▶ [Tarea]: Convierta las líneas de todas las entradas que siguen en una lista numerada y omita las líneas en blanco.

▼▼▼

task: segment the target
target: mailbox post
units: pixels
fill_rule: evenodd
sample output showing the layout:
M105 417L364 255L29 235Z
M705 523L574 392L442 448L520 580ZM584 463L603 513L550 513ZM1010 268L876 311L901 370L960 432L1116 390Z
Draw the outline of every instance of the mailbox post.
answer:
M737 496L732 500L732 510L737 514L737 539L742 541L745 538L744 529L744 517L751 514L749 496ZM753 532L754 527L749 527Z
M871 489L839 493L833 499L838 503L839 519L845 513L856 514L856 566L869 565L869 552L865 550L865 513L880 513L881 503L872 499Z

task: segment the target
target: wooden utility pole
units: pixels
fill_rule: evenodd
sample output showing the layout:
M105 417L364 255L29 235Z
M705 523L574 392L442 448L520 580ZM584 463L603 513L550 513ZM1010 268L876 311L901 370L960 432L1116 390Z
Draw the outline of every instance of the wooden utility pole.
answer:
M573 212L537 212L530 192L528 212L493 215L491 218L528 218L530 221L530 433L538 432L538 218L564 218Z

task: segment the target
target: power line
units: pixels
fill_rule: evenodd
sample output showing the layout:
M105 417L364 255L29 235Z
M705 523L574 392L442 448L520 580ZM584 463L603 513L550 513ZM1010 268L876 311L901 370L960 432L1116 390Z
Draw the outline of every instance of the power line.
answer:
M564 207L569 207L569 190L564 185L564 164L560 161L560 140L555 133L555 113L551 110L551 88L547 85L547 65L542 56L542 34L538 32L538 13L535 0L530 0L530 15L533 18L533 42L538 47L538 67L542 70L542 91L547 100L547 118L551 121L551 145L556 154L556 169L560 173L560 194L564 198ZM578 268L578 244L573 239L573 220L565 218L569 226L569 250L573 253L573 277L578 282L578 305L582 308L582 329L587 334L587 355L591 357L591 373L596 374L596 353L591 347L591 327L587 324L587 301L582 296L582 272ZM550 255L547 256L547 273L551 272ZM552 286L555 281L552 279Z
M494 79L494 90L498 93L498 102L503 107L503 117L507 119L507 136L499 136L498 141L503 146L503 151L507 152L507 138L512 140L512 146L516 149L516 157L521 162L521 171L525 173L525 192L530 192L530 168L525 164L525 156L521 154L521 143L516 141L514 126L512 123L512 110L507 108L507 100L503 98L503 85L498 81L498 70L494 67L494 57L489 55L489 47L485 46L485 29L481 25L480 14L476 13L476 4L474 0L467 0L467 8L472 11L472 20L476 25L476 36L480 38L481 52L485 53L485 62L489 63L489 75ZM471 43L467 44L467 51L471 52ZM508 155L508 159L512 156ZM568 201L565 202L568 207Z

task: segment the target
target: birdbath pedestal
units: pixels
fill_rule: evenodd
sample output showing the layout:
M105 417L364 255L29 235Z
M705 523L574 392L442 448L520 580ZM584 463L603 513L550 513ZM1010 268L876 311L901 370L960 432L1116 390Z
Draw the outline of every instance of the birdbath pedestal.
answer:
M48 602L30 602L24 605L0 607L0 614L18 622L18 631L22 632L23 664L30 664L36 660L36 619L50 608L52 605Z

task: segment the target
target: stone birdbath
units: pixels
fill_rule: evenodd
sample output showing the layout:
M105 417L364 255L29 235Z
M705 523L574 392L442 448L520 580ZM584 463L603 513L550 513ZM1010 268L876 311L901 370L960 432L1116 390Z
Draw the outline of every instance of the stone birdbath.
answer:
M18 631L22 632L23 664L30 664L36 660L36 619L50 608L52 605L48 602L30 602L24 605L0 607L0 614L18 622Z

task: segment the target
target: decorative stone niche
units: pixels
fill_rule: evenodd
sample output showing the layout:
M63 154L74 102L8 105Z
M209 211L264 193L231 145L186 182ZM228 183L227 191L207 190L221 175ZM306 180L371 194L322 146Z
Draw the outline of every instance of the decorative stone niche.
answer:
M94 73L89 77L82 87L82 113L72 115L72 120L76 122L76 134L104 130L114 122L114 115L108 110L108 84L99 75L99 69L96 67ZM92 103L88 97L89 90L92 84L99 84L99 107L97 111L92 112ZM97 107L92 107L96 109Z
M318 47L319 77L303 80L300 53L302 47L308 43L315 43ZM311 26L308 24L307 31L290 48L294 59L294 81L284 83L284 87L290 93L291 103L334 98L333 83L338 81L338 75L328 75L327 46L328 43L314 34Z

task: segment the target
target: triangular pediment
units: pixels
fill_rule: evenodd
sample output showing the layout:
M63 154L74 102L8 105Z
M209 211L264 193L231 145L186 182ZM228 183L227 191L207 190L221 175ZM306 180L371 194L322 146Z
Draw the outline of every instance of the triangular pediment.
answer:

▲▲▲

▶ [Respuesta a continuación]:
1. task: segment the target
2. target: mailbox post
3. units: pixels
4. fill_rule: evenodd
5. sample output showing the layout:
6. M105 417L364 255L29 235Z
7. M705 523L574 392L442 448L520 580ZM584 463L603 513L550 513ZM1010 268L876 311L901 370L960 432L1116 390Z
8. Draw the outline of every instance of the mailbox post.
9. answer:
10. M737 496L732 500L732 510L737 514L737 539L742 541L745 538L744 529L744 517L751 514L749 496ZM753 532L754 527L749 527Z
11. M871 489L839 493L833 499L838 503L839 519L845 513L856 514L856 566L869 565L869 552L865 550L865 513L880 513L881 503L872 499Z
12. task: segment the target
13. target: wooden utility pole
14. units: pixels
15. fill_rule: evenodd
16. sample output showing the layout:
17. M105 417L364 255L29 235Z
18. M705 523L574 392L442 448L520 580ZM584 463L603 513L550 513ZM1010 268L876 311L901 370L960 432L1116 390Z
19. Draw the outline of every instance of the wooden utility pole.
20. answer:
21. M573 212L537 212L530 192L528 212L493 215L491 218L528 218L530 221L530 433L538 432L538 218L564 218Z
22. task: segment the target
23. target: power line
24. units: pixels
25. fill_rule: evenodd
26. sample output showing the layout:
27. M105 417L364 255L29 235Z
28. M705 523L574 392L442 448L520 580ZM584 463L603 513L550 513ZM1010 268L876 311L901 370L960 432L1116 390Z
29. Draw the outline of every instance of the power line.
30. answer:
31. M564 207L569 207L569 190L564 185L564 164L560 161L560 140L555 133L555 113L551 110L551 88L547 85L547 65L542 56L542 34L538 32L538 13L535 0L530 0L530 15L533 18L533 42L538 47L538 67L542 70L542 91L547 100L547 118L551 121L551 145L556 154L556 169L560 173L560 194L564 198ZM578 268L578 244L573 239L573 220L565 218L569 226L569 250L573 253L573 277L578 282L578 305L582 308L582 329L587 334L587 355L591 357L591 373L596 374L596 353L591 347L591 327L587 324L587 301L582 296L582 272ZM550 255L547 256L547 273L551 272ZM552 286L555 281L552 279Z
32. M494 79L494 90L498 93L498 102L503 107L503 117L507 119L507 136L499 136L498 141L503 146L503 151L507 152L507 138L512 140L512 146L516 149L516 157L521 162L521 171L525 173L525 192L530 192L530 168L525 164L525 156L521 154L521 143L516 141L514 126L512 123L512 110L507 108L507 100L503 98L503 85L498 81L498 70L494 67L494 57L489 55L489 47L485 46L485 29L481 25L480 14L476 13L476 4L474 0L467 0L467 8L472 11L472 20L476 25L476 36L480 38L481 52L485 53L485 62L489 63L489 75ZM471 43L467 44L467 51L471 52ZM508 155L508 159L512 156ZM568 201L565 202L568 207Z
33. task: segment the target
34. target: birdbath pedestal
35. units: pixels
36. fill_rule: evenodd
37. sample output showing the layout:
38. M105 417L364 255L29 235Z
39. M705 523L574 392L442 448L520 580ZM584 463L603 513L550 513ZM1010 268L876 311L901 370L960 432L1116 390Z
40. Draw the outline of every instance of the birdbath pedestal.
41. answer:
42. M48 602L30 602L24 605L0 607L0 614L18 622L18 631L22 632L23 664L30 664L36 660L36 619L50 608L52 605Z
43. task: segment the target
44. target: stone birdbath
45. units: pixels
46. fill_rule: evenodd
47. sample output showing the layout:
48. M105 417L364 255L29 235Z
49. M705 523L574 392L442 448L520 580ZM584 463L603 513L550 513ZM1010 268L876 311L901 370L960 432L1116 390Z
50. Draw the outline of every instance of the stone birdbath.
51. answer:
52. M18 631L22 632L23 664L30 664L36 660L36 619L50 608L52 605L48 602L30 602L24 605L0 607L0 614L18 622Z
53. task: segment the target
54. target: decorative stone niche
55. units: pixels
56. fill_rule: evenodd
57. sample output showing the layout:
58. M63 154L74 102L8 105Z
59. M209 211L264 193L231 145L186 182ZM228 183L227 191L207 190L221 175ZM306 180L371 194L322 146Z
60. Draw the outline of every instance of the decorative stone niche.
61. answer:
62. M94 73L89 77L82 87L82 113L72 115L72 120L76 122L76 134L104 130L114 122L114 115L108 110L108 84L99 75L99 69L96 67ZM92 103L88 97L89 90L92 84L99 84L99 107L97 111L92 112ZM97 107L92 107L96 109Z
63. M318 47L319 77L303 80L300 53L302 47L308 43L315 43ZM311 26L308 24L307 31L290 48L294 59L294 81L284 83L284 87L290 93L291 103L334 98L333 83L338 81L338 75L328 75L327 46L328 43L314 34Z
64. task: segment the target
65. target: triangular pediment
66. units: pixels
67. fill_rule: evenodd
68. sample output showing the layout:
69. M63 154L74 102L8 105Z
70. M209 211L264 193L231 145L186 182ZM228 183L227 191L207 190L221 175ZM306 180L371 194L322 146Z
71. Draw the outline of every instance of the triangular pediment.
72. answer:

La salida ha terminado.